▸ SELECTED EXTRACT:
[Start]

Visual Recreations of How Kickass Editorial Teams Organize Ideas
In my last post, I typed words about (among other things), meatballs, smelly work environments, and most importantly, idea pipelines.
In this post, I will type more words. These words are supplemented by visuals, which I created using Skitch -- a kickass tool for any content creator. The visuals are recreations of the idea pipelines that I’ve used at HubSpot, Dailybreak Media, and for my own personal blogging.
Since balancing the quantity of your output with your burning desire to be really high quality in what you do is hard (right?), idea pipelines such as these ensure you never, ever need to start from scratch when writing or creating something. It's all in the name of defeating that horrible, cold-sweat-inducing blinking cursor that taunts us during writer's block.
(NOTE: To protect anything sensitive and to respect others' work, I used fake names and fake ideas below. The way these docs and apps are structured is accurate however.)
HubSpot Blogging Team
The HubSpot blog publishes four times every single day.
Hold on a second -- the internet is busy. You probably got a tweet and checked email during that sentence, so we'll do it again:
The HubSpot blogging team. Publishes (as in, launches to the world). Four times. Every. Single. Day.
Holy content, Batman! ...you might say if you were a total nerd who still owns his childhood Batman sheets.
Yes, that's a lot of content. But the approach below was CRITICAL to us maintaining that volume.
Working on the blog are four full-time marketers (a managing editor, a copy editor, a staff writer, and a senior strategist who oversees the marketing activities like subscriber growth, analytics, and more). HubSpot also benefits from dozens of employees internally and dozens of guest contributors externally all sending content their way.

[End]

▸ WRITTEN REQUEST 1: Reproduce the passage from the post on editorial idea pipelines between "(NOTE: To protect" and "is accurate however.)", inclusive, word for word.

▸ LISTED RECORDS:
[Start]

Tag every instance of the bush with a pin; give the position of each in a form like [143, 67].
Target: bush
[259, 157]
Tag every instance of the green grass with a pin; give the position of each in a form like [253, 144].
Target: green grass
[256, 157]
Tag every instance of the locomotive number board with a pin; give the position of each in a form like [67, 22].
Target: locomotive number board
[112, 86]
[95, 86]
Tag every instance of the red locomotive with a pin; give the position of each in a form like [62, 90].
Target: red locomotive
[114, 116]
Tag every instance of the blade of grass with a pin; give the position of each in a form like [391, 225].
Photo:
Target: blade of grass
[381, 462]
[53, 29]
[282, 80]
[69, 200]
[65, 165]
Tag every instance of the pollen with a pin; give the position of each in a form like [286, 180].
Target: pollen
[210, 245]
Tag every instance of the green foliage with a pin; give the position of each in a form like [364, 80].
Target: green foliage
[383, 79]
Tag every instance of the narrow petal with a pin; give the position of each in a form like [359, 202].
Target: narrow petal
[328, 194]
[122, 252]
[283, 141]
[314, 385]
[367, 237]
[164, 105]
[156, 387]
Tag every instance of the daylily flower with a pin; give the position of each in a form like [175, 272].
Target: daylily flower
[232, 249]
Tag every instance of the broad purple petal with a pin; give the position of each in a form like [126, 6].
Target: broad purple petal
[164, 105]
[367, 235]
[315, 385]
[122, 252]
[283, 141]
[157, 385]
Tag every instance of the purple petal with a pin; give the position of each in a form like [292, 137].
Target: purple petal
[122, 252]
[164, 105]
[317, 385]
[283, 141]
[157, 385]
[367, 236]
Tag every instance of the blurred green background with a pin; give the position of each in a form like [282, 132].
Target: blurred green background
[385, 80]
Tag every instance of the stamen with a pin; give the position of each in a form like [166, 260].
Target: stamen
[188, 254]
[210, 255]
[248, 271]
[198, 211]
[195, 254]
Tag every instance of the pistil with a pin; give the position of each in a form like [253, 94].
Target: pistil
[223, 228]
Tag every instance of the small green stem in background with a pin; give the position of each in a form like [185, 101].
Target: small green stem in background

[End]

▸ WRITTEN REQUEST 2: Rewrite the records from the line holding "Tag every instance of the small" through the end of the records, both ends included, with "stem" replaced by "stalk" and nothing else changed.

▸ CORRECT OUTPUT 1:
(NOTE: To protect anything sensitive and to respect others' work, I used fake names and fake ideas below. The way these docs and apps are structured is accurate however.)

▸ CORRECT OUTPUT 2:
Tag every instance of the small green stalk in background with a pin; give the position of each in a form like [185, 101].
Target: small green stalk in background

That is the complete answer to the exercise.